◆ Records shown
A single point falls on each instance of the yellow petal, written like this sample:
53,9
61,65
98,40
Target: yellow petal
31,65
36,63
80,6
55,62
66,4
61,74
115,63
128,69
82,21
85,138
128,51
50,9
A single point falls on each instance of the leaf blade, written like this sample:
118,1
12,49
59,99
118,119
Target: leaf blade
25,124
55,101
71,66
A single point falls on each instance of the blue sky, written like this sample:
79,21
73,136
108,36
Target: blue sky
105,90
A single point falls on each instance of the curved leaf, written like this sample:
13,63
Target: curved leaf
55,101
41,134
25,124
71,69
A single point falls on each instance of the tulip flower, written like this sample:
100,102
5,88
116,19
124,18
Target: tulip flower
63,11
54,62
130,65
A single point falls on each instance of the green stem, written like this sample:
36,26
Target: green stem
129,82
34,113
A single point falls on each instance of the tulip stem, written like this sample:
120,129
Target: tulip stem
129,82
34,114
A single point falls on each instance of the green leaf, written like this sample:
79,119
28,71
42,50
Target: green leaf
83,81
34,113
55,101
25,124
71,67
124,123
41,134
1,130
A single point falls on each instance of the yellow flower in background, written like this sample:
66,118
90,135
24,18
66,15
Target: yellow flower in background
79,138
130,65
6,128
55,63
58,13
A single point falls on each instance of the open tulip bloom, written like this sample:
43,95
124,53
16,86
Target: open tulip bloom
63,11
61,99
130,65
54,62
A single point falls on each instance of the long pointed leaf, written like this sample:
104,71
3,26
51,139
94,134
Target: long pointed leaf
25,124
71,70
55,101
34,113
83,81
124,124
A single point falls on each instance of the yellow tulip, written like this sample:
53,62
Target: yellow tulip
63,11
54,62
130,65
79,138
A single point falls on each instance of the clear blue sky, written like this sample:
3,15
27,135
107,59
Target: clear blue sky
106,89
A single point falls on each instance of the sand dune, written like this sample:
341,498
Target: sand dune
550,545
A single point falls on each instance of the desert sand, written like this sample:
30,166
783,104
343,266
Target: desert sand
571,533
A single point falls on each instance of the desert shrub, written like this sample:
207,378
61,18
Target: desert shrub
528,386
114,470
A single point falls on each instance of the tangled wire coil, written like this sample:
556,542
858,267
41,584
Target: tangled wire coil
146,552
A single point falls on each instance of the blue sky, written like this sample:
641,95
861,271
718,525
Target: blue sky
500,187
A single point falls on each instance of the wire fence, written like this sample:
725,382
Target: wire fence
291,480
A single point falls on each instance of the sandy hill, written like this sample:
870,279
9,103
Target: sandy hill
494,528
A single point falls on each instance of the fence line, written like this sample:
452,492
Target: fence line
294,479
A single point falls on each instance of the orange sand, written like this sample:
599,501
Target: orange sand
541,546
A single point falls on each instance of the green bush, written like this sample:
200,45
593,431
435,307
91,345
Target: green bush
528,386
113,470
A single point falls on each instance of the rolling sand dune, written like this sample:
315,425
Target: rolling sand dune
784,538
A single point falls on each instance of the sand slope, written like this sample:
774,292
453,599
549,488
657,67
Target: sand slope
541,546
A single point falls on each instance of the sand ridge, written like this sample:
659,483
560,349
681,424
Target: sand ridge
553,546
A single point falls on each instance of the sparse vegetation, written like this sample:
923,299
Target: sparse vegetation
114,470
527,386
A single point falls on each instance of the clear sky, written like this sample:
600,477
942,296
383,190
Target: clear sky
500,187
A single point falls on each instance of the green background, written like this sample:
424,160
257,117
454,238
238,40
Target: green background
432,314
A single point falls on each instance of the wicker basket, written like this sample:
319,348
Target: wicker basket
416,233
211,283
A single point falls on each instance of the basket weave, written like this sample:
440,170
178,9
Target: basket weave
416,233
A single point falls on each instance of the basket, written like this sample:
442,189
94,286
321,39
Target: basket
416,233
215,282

◆ Task
Revise the data above so that every "instance" becomes "occurrence", keeping all other lines and characters as they are.

◆ Answer to the exercise
A single point falls on each occurrence of the yellow petal, written like this sample:
53,9
61,65
98,40
Target: yellow petal
31,65
36,63
80,6
55,62
66,4
61,74
115,63
128,69
82,21
85,138
128,51
50,9
A single point falls on each occurrence of the leaf blade, written like this sample:
118,1
12,49
59,99
118,119
Target: leaf blade
25,124
55,101
71,66
A single point falls on each occurrence of the blue sky, written like this sample:
79,21
73,136
108,36
Target: blue sky
105,90
A single point falls on each occurrence of the curved leaf, written like this sample:
13,63
Target: curved leaf
55,101
41,134
25,124
71,69
A single point falls on each occurrence of the tulip flower, written like this sample:
100,102
5,88
116,19
124,18
Target: tulip flower
63,11
54,62
130,65
A single point falls on each occurrence of the green stem, written like this sample:
36,26
Target: green stem
129,82
34,113
A single point falls on each occurrence of the tulip stem, written like this sample:
120,129
Target: tulip stem
129,82
34,114
A single point falls on each occurrence of the green leaf, written like this sample:
79,119
28,71
42,50
Target: green leaf
83,81
34,113
55,101
25,124
71,67
124,123
41,134
1,130
A single point falls on each occurrence of the yellow flower in background, written like this sample:
66,118
90,135
24,18
66,15
Target: yellow flower in background
79,138
130,65
6,128
55,63
58,13
A single point falls on each occurrence of the open tulip bloom, written like this sample:
43,95
124,53
16,86
Target: open tulip bloom
63,11
61,99
130,65
54,62
A single point falls on each occurrence of the long pointed leaf, written like this sample:
104,71
3,26
51,139
94,134
Target: long pointed leaf
25,124
71,70
55,101
34,113
83,81
124,124
A single point falls on each occurrence of the yellow tulip, written like this sample:
53,62
Target: yellow tulip
63,11
54,62
130,65
79,138
A single point falls on each occurrence of the clear blue sky, written like this sample:
3,15
27,135
107,59
Target: clear blue sky
106,89
A single point falls on each occurrence of the sand dune, written like this sample:
341,498
Target: sand dune
550,545
A single point falls on each occurrence of the desert sand, written like this sample:
30,166
783,104
343,266
Target: desert sand
571,533
A single point falls on each occurrence of the desert shrub, written like this sample:
207,378
61,18
Target: desert shrub
528,386
114,470
A single point falls on each occurrence of the tangled wire coil, written like this sample:
556,542
858,267
41,584
Target: tangled wire coil
146,552
A single point falls on each occurrence of the blue sky, written like this sample:
641,95
861,271
718,525
Target: blue sky
500,187
A single point falls on each occurrence of the wire fence, written like this sample:
725,382
Target: wire fence
291,480
A single point falls on each occurrence of the sandy hill, written like this sample:
870,279
9,103
Target: sandy hill
494,528
A single point falls on each occurrence of the fence line, written like this sample:
452,492
Target: fence line
294,479
A single point falls on each occurrence of the orange sand, written like this sample:
599,501
Target: orange sand
541,546
A single point falls on each occurrence of the green bush, written like this sample:
200,45
593,431
435,307
91,345
Target: green bush
528,386
113,470
A single point falls on each occurrence of the rolling sand dune, written like this sample:
315,425
Target: rolling sand dune
784,538
A single point falls on each occurrence of the sand slope, written like this sample:
774,292
453,599
549,488
657,67
Target: sand slope
541,546
A single point falls on each occurrence of the sand ridge, written like this sample:
659,483
560,349
681,424
Target: sand ridge
553,546
A single point falls on each occurrence of the sparse vegetation, written like this sample:
923,299
Target: sparse vegetation
114,470
527,386
A single point falls on each occurrence of the clear sky, written like this sample:
600,477
942,296
383,190
Target: clear sky
500,187
A single point falls on each occurrence of the green background, written like this sample:
424,160
257,117
454,238
238,40
Target: green background
432,314
A single point falls on each occurrence of the wicker basket, written like this sample:
319,348
Target: wicker basket
416,233
211,283
A single point falls on each occurrence of the basket weave, written like this sample:
440,170
178,9
Target: basket weave
416,233
A single point falls on each occurrence of the basket, written like this sample:
442,189
94,286
321,39
Target: basket
416,233
215,282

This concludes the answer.